_Goal_
Reproduce the passage below about William Henry Rankin's fall through a thunderstorm cloud, word for word and in full.

_Extracted text_
Lieutenant Colonel William Henry Rankin (1920 — 2009) was the only known person to survive a fall from the top of a cumulonimbus thunderstorm cloud. He was a pilot in the United States Marine Corps, and a World War II and Korean War veteran. He was flying an F-8 jet fighter over a cumulonimbus cloud when the engine failed, forcing him to eject and parachute into the cloud.
On July 26, 1959, Rankin was flying from Naval Air Station South Weymouth, Massachusetts to Marine Corps Air Station Beaufort in South Carolina. He climbed over a thunderhead that peaked at 45,000 feet (13,716 m), then—at 47,000 feet (14,326 m) and at mach 0.82 — he heard a loud bump and rumble from the engine. The engine stopped, and a fire warning light flashed. He pulled the lever to deploy auxiliary power, and it broke off in his hand. Though not wearing a pressure suit, at 6:00 pm he ejected into the −50 °C (−58 °F) air.

_Records provided_

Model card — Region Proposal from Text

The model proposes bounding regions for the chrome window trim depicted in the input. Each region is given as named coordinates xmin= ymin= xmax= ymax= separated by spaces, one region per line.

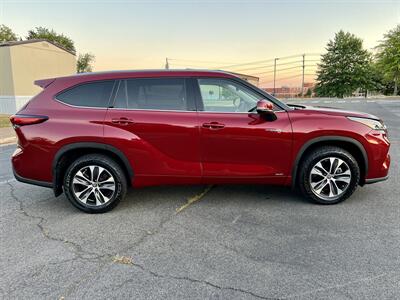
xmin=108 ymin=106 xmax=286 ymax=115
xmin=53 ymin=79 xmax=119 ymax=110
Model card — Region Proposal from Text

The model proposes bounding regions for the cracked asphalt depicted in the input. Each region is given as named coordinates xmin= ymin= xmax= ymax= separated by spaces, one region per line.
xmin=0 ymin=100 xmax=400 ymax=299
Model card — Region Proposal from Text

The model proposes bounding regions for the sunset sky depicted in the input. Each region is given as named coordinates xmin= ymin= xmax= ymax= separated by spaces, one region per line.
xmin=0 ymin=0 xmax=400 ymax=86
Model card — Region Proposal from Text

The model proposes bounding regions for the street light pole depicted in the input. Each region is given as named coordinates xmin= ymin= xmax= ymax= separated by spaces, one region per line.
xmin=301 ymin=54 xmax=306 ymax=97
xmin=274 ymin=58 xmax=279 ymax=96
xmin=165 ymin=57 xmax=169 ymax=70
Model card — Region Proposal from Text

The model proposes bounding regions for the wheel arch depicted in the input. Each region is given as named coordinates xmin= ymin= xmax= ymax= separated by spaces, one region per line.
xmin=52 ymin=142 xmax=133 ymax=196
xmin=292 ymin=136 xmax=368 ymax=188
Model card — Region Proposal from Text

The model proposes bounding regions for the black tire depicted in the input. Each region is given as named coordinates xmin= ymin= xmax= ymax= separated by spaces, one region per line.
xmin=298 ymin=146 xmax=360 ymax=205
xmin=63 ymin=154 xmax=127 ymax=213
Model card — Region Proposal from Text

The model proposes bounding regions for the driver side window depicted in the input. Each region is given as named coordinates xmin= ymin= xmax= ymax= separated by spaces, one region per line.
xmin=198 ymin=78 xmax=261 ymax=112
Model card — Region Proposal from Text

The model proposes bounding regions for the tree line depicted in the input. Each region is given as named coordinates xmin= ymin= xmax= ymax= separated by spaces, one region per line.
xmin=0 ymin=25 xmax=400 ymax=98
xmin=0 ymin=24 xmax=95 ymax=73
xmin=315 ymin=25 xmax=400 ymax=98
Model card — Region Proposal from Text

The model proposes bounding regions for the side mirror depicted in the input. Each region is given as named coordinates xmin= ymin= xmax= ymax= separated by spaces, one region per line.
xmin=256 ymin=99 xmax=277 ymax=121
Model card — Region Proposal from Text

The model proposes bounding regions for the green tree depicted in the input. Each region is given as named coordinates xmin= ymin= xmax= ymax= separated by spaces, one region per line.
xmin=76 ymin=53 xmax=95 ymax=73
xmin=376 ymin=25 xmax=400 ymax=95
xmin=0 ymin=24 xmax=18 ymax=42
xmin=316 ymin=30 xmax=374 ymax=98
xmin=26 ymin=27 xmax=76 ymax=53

* * *

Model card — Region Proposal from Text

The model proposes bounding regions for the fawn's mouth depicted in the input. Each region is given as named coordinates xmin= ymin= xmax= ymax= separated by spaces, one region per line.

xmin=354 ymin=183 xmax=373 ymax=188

* * *

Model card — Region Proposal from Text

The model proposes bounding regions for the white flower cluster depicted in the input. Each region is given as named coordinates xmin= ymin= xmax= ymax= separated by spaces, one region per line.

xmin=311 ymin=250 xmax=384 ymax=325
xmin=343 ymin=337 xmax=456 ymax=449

_Reply_
Lieutenant Colonel William Henry Rankin (1920 — 2009) was the only known person to survive a fall from the top of a cumulonimbus thunderstorm cloud. He was a pilot in the United States Marine Corps, and a World War II and Korean War veteran. He was flying an F-8 jet fighter over a cumulonimbus cloud when the engine failed, forcing him to eject and parachute into the cloud.
On July 26, 1959, Rankin was flying from Naval Air Station South Weymouth, Massachusetts to Marine Corps Air Station Beaufort in South Carolina. He climbed over a thunderhead that peaked at 45,000 feet (13,716 m), then—at 47,000 feet (14,326 m) and at mach 0.82 — he heard a loud bump and rumble from the engine. The engine stopped, and a fire warning light flashed. He pulled the lever to deploy auxiliary power, and it broke off in his hand. Though not wearing a pressure suit, at 6:00 pm he ejected into the −50 °C (−58 °F) air.